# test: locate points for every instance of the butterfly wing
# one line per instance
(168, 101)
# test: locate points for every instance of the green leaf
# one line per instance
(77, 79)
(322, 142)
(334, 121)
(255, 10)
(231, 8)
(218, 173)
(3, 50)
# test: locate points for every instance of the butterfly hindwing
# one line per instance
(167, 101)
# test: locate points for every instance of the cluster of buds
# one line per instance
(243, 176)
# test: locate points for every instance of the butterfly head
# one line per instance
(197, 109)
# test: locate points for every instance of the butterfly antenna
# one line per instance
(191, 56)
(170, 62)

+===+

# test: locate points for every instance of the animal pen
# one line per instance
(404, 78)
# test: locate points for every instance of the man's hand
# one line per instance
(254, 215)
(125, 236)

+===+

-- TO DO --
How many lines in the records above contain the string "butterfly", counting only exact-case matches? Reply with the number alone.

-- EXERCISE RESPONSE --
4